*** Given passage ***

XTab: Cross-table Pretraining for Tabular Transformers

Authors: Bingzhao Zhu, Xingjian Shi, Nick Erickson, Mu Li, George Karypis, Mahsa Shoaran

ICML 2023 | Conference PDF | Archive PDF | Plain Text | LLM Run Details

Reproducibility Variable Result LLM Response
Research Type Experimental Tested on 84 tabular prediction tasks from the Open ML-Auto ML Benchmark (AMLB), we show that (1) XTab consistently boosts the generalizability, learning speed, and performance of multiple tabular transformers, (2) by pretraining FT-Transformer via XTab, we achieve superior performance than other state-of-the-art tabular deep learning models on various tasks such as regression, binary, and multiclass classification. To verify our design, we conducted extensive experiments on Auto ML Benchmark (AMLB).
Researcher Affiliation Collaboration 1EPFL, Lausanne, Switzerland 2Cornell University, Ithaca, USA 3Boson AI, USA 4Amazon Web Services, USA. Correspondence to: Bingzhao Zhu <bz323@cornell.edu>.
Pseudocode No We use the Federated Averaging (Fed Avg) algorithm to pretrain XTab (Mc Mahan et al., 2017; Li et al., 2019).
Open Source Code Yes The code and sample pretrained checkpoints are attached to https://github.com/BingzhaoZhu/XTab.
Open Datasets Yes We use the public Open ML-Auto ML Benchmark (AMLB: openml.github.io/automlbenchmark/) (Gijsbers et al., 2022) for pretraining and evaluation.
Dataset Splits Yes Over the remaining data, we randomly partition 87.5% (7/8) into the training set and use 12.5% (1/8) for validation.
Hardware Specification Yes Both pretraining and finetuning were performed on a cloud cluster of NVIDIA T4 GPUs (16 GB memory).
Software Dependencies No We used the Auto Gluon neural networks implemented on top of Py Torch (Erickson et al., 2020) and Both stages use Adam W as the optimizer. No specific version numbers are provided for these software components.

*** End of Given passage ***
*** Material supplied ***

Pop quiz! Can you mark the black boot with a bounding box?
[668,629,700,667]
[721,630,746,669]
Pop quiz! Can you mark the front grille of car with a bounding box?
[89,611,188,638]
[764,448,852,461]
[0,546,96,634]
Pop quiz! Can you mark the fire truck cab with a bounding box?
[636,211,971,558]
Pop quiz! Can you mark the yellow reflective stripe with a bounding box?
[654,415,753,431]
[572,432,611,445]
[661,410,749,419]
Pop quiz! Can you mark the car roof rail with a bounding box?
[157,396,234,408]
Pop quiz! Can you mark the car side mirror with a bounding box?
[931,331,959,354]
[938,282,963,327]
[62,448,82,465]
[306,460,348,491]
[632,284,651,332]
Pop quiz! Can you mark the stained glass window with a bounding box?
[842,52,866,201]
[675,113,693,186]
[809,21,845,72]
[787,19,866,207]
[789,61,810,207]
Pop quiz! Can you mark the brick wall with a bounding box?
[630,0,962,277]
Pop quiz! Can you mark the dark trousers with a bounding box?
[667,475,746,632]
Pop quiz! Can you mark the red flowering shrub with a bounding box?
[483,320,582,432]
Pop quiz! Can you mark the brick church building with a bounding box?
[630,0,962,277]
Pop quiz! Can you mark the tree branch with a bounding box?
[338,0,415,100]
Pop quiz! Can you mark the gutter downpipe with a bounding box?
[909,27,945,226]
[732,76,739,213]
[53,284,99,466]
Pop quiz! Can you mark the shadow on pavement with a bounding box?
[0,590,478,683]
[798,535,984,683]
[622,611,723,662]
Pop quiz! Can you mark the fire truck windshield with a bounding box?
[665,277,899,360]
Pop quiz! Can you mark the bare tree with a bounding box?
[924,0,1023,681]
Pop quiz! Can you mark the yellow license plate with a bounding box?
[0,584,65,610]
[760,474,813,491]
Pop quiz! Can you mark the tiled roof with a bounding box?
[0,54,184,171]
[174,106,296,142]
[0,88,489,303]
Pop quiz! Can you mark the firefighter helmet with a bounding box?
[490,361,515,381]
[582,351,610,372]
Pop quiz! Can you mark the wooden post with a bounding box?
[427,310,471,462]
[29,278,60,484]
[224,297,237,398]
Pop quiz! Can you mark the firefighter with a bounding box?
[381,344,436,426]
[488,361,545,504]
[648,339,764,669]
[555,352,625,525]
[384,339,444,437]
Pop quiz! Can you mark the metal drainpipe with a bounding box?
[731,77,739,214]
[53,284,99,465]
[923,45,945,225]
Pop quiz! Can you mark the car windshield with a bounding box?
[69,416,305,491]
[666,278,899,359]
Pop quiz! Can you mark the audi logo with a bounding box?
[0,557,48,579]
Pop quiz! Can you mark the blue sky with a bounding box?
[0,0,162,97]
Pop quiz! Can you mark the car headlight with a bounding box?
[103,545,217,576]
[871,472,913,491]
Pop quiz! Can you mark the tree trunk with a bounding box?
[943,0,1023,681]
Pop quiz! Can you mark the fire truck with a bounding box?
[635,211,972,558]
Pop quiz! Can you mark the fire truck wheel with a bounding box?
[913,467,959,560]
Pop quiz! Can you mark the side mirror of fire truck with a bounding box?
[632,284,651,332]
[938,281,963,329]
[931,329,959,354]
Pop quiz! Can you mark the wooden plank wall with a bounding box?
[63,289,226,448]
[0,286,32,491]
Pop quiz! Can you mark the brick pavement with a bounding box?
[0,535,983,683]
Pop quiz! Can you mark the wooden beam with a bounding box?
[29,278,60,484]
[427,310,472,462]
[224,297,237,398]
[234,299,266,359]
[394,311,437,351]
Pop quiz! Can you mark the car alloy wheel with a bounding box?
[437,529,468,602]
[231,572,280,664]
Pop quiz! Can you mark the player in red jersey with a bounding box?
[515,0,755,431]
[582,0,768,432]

*** End of Material supplied ***

> [Work task]:
Copy out the entire XTab reproducibility page from above, word for word and with nothing left out.

> [Problem solution]:
XTab: Cross-table Pretraining for Tabular Transformers

Authors: Bingzhao Zhu, Xingjian Shi, Nick Erickson, Mu Li, George Karypis, Mahsa Shoaran

ICML 2023 | Conference PDF | Archive PDF | Plain Text | LLM Run Details

Reproducibility Variable Result LLM Response
Research Type Experimental Tested on 84 tabular prediction tasks from the Open ML-Auto ML Benchmark (AMLB), we show that (1) XTab consistently boosts the generalizability, learning speed, and performance of multiple tabular transformers, (2) by pretraining FT-Transformer via XTab, we achieve superior performance than other state-of-the-art tabular deep learning models on various tasks such as regression, binary, and multiclass classification. To verify our design, we conducted extensive experiments on Auto ML Benchmark (AMLB).
Researcher Affiliation Collaboration 1EPFL, Lausanne, Switzerland 2Cornell University, Ithaca, USA 3Boson AI, USA 4Amazon Web Services, USA. Correspondence to: Bingzhao Zhu <bz323@cornell.edu>.
Pseudocode No We use the Federated Averaging (Fed Avg) algorithm to pretrain XTab (Mc Mahan et al., 2017; Li et al., 2019).
Open Source Code Yes The code and sample pretrained checkpoints are attached to https://github.com/BingzhaoZhu/XTab.
Open Datasets Yes We use the public Open ML-Auto ML Benchmark (AMLB: openml.github.io/automlbenchmark/) (Gijsbers et al., 2022) for pretraining and evaluation.
Dataset Splits Yes Over the remaining data, we randomly partition 87.5% (7/8) into the training set and use 12.5% (1/8) for validation.
Hardware Specification Yes Both pretraining and finetuning were performed on a cloud cluster of NVIDIA T4 GPUs (16 GB memory).
Software Dependencies No We used the Auto Gluon neural networks implemented on top of Py Torch (Erickson et al., 2020) and Both stages use Adam W as the optimizer. No specific version numbers are provided for these software components.